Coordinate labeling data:
▼▼▼
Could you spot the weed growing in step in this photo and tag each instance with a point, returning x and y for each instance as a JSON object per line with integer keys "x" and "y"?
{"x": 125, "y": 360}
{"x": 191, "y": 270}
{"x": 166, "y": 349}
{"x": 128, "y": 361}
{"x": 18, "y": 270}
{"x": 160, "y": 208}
▲▲▲
Set task:
Extract all of the data shown above and repeat it verbatim.

Completed task:
Could you spot the weed growing in step in this photo and tag each instance with a point, returning x and y for each instance as a JSON object per line with integer keys "x" and "y"?
{"x": 125, "y": 360}
{"x": 191, "y": 270}
{"x": 166, "y": 349}
{"x": 128, "y": 361}
{"x": 18, "y": 270}
{"x": 160, "y": 208}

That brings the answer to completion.